_To do_:
Nothing should change. Output the data exactly.

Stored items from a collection
____
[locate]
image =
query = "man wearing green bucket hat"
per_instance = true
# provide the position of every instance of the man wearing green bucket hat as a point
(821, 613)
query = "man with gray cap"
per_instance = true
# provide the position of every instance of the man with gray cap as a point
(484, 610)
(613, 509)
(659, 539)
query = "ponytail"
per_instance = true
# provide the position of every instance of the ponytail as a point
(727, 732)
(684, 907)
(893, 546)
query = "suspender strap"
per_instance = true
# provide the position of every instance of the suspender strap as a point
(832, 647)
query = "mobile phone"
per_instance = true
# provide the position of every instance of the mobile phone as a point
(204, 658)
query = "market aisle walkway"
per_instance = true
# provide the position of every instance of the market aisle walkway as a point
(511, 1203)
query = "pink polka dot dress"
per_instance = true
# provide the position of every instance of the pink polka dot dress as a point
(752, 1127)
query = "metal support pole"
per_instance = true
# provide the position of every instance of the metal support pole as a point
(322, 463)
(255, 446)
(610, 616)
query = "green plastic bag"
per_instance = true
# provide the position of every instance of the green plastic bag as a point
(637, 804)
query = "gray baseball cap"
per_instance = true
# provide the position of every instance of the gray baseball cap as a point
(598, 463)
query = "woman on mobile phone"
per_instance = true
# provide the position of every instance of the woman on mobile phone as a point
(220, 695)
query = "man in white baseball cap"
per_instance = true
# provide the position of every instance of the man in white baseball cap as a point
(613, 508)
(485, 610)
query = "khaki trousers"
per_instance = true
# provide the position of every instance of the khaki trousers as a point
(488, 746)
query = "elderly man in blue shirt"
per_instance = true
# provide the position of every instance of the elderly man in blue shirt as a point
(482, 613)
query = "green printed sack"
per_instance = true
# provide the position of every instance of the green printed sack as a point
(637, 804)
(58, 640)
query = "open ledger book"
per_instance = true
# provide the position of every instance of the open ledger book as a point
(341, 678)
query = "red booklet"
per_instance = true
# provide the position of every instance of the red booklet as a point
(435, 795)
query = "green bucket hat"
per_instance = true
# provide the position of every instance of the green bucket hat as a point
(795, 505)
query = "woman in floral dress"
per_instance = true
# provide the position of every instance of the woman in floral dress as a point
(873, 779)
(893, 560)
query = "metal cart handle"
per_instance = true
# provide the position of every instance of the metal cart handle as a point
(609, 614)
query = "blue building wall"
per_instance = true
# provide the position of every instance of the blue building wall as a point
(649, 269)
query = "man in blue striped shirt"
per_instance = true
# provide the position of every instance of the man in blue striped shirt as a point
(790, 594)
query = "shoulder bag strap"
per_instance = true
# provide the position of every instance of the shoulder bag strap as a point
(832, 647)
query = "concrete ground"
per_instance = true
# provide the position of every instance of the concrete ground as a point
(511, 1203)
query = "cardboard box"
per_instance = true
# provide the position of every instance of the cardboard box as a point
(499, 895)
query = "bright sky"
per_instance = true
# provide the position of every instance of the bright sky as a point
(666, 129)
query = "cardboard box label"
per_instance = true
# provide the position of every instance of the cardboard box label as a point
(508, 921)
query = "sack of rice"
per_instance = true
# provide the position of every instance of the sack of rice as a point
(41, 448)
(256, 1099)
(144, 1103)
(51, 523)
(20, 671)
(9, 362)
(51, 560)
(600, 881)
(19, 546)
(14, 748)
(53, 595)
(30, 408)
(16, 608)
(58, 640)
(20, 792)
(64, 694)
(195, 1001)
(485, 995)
____
_Solved exercise_:
[locate]
image =
query = "man wearing green bucket hat"
per_instance = true
# provide the position of every instance of the man wearing green bucket hat as a point
(821, 613)
query = "man with gray cap"
per_instance = true
# provide the position of every instance of the man with gray cap as a point
(484, 610)
(613, 509)
(659, 539)
query = "ponytail"
per_instance = true
# provide the position of every instance of the ponytail as a point
(727, 732)
(684, 907)
(893, 546)
query = "suspender strap"
per_instance = true
# provide the position of every instance of the suspender strap as a point
(832, 647)
query = "mobile phone"
per_instance = true
# provide the position of every instance of the mobile phone as a point
(204, 658)
query = "market aisle walkway"
per_instance = true
# provide the position of every instance of the market aisle walkway as a point
(511, 1203)
query = "pink polka dot dress"
per_instance = true
# provide the position of every instance of the pink polka dot dress as a point
(752, 1127)
query = "metal support pole"
per_instance = true
# provide the position of every instance of the metal support pole as a point
(322, 463)
(255, 446)
(610, 616)
query = "green plastic bag"
per_instance = true
# provide the position of every instance of the green plastic bag as a point
(637, 804)
query = "gray baseball cap"
per_instance = true
# provide the position of every instance of the gray baseball cap as a point
(598, 463)
query = "woman on mobile phone"
per_instance = true
# provide the position of every instance of the woman on mobile phone as a point
(220, 695)
query = "man in white baseball cap"
per_instance = true
# provide the position of every instance of the man in white baseball cap as a point
(613, 508)
(485, 610)
query = "khaki trousers"
per_instance = true
# provide the position of every instance of the khaki trousers as a point
(488, 746)
query = "elderly man in blue shirt"
per_instance = true
# provide the position of every instance of the elderly man in blue shirt as a point
(482, 613)
query = "green printed sack"
per_instance = true
# provide the position of every instance of the green printed sack as a point
(637, 804)
(58, 640)
query = "open ledger book"
per_instance = true
# provide the position of every instance of the open ledger book as a point
(341, 678)
query = "red booklet"
per_instance = true
# provide the position of every instance of the red booklet as a point
(435, 795)
query = "green bucket hat"
per_instance = true
# provide the position of every instance of the green bucket hat as a point
(795, 505)
query = "woman in floral dress"
per_instance = true
# provide the position of every instance of the woman in floral dress as a point
(873, 779)
(893, 560)
query = "metal cart handle"
per_instance = true
# provide the position of every instance of the metal cart handle as a point
(609, 614)
query = "blue building wall"
per_instance = true
# provide the position of every instance of the blue building wall as a point
(649, 269)
query = "man in blue striped shirt"
per_instance = true
# provide the position of every instance of the man in blue striped shirt as a point
(790, 594)
query = "shoulder bag strap"
per_instance = true
# provide the position of every instance of the shoulder bag strap as a point
(832, 647)
query = "concrete ground"
per_instance = true
# provide the position of every instance of the concrete ground as a point
(511, 1203)
query = "cardboard box"
per_instance = true
# provide the position of every instance of the cardboard box as a point
(499, 895)
query = "bright sky"
per_instance = true
# provide the position of every instance of the bright sky as a point
(666, 129)
query = "cardboard box label"
per_instance = true
# provide the position of every instance of the cardboard box label as a point
(508, 921)
query = "sack of rice"
per_instance = true
# provide the position of every instance of the sack of rice as a point
(41, 448)
(256, 1099)
(144, 1103)
(51, 523)
(20, 671)
(9, 362)
(51, 560)
(600, 881)
(19, 546)
(14, 748)
(53, 595)
(30, 408)
(16, 608)
(58, 640)
(20, 792)
(64, 694)
(195, 1001)
(485, 995)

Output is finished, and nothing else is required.